Page excerpt:
The Boeselager (or Böselager) family is an old German noble family that originated from Magdeburg.

== History ==
The members of this noble house whose line begins with one Squire Boeselager of Stemmern by Magdeburgon first appearing in the documents on April 12, 1363. The first fully documented member is Henning von Boeselager holding a knight's fief in Wolmirsleben from April 12, 1466. By decree of the Royal Prussian throne, members of the Heesen Line entered the ranks of the barons on December 20, 1823; the members of the Eggermühlen branch were thereafter styled "barons" according to customary law.

Notable members are active in the Order of Malta, amongst them Grand Chancellor, Albrecht von Boeselager and Csilla von Boeselager.

== Notable members ==
- Joachim von Boeselager (1608–1668), Diplomat
- Georg Freiherr von Boeselager (1915–1944), German officer, member of the 20 July Plot against Hitler
- Philipp Freiherr von Boeselager (1917–2008), German officer, member of the 20 July Plot against Hitler
- Csilla von Boeselager (1941–1994), founder of Hungarian Maltese Charity Organisation
- Albrecht von Boeselager (born 4 October 1949 in Burg Kreuzberg), Grand Chancellor of the Sovereign Military Order of Malta.
- Damian Freiherr von Boeselager (born 8 March 1988), an MEP for Volt Deutschland, the German chapter of Volt Europa, elected in 2019.

Data extract:
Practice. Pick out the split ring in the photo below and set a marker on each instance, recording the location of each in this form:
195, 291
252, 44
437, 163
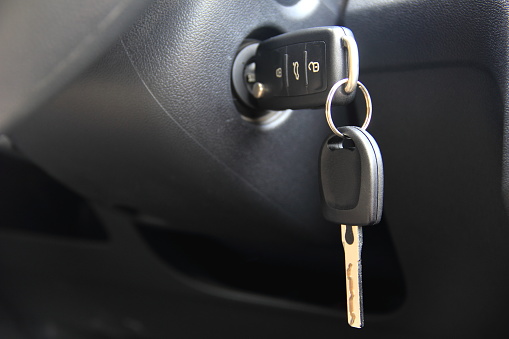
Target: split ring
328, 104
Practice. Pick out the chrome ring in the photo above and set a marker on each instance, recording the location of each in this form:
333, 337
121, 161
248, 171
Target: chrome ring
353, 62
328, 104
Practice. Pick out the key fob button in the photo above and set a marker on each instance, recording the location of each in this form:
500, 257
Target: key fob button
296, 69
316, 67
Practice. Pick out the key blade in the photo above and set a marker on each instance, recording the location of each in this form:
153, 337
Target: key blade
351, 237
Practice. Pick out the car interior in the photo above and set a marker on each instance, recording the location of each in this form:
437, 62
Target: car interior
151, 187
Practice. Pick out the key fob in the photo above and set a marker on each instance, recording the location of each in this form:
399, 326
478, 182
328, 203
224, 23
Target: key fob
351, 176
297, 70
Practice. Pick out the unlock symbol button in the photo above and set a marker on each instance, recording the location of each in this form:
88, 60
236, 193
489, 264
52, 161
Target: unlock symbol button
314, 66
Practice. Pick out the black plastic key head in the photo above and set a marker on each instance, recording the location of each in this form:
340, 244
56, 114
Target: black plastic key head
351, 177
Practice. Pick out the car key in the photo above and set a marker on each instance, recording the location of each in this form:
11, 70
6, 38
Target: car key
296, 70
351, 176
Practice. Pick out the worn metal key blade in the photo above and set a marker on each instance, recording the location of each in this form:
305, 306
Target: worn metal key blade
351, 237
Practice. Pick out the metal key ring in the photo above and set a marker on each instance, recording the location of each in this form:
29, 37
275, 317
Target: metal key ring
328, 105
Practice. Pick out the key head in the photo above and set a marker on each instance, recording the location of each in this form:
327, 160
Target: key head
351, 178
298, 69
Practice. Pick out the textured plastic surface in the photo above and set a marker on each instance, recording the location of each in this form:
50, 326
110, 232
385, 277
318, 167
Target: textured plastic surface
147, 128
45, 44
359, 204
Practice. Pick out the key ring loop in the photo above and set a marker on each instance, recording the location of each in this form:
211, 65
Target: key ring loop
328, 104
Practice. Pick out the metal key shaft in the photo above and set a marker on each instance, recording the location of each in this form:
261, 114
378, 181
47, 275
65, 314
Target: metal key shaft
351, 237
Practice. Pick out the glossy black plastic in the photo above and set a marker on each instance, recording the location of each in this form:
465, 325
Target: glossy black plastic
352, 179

Assignment A:
Using the text on the Boeselager family, decide whether each statement agrees with it. Give yes or no for each, with the deciding words of the text quoted exactly.
(i) The family originated from Magdeburg.
(ii) Henning von Boeselager is the first fully documented member of the family.
(iii) A royal Prussian decree of December 20, 1823, raised the members of the Eggermühlen branch to the rank of barons.
Assignment B: List every person named under "Notable members" in the text on the Boeselager family.
Assignment C: According to the text on the Boeselager family, for which party is Damian Freiherr von Boeselager an MEP?
The records are separate material and have no connection to the text on the Boeselager family.

Worked solution A:
(i) Yes: "an old German noble family that originated from Magdeburg."
(ii) Yes: "The first fully documented member is Henning von Boeselager."
(iii) No: "members of the Heesen Line entered the ranks of the barons on December 20, 1823; the members of the Eggermühlen branch were thereafter styled "barons" according to customary law."

Worked solution B:
Joachim von Boeselager
Georg Freiherr von Boeselager
Philipp Freiherr von Boeselager
Csilla von Boeselager
Albrecht von Boeselager
Damian Freiherr von Boeselager

Worked solution C: Volt Deutschland, the German chapter of Volt Europa.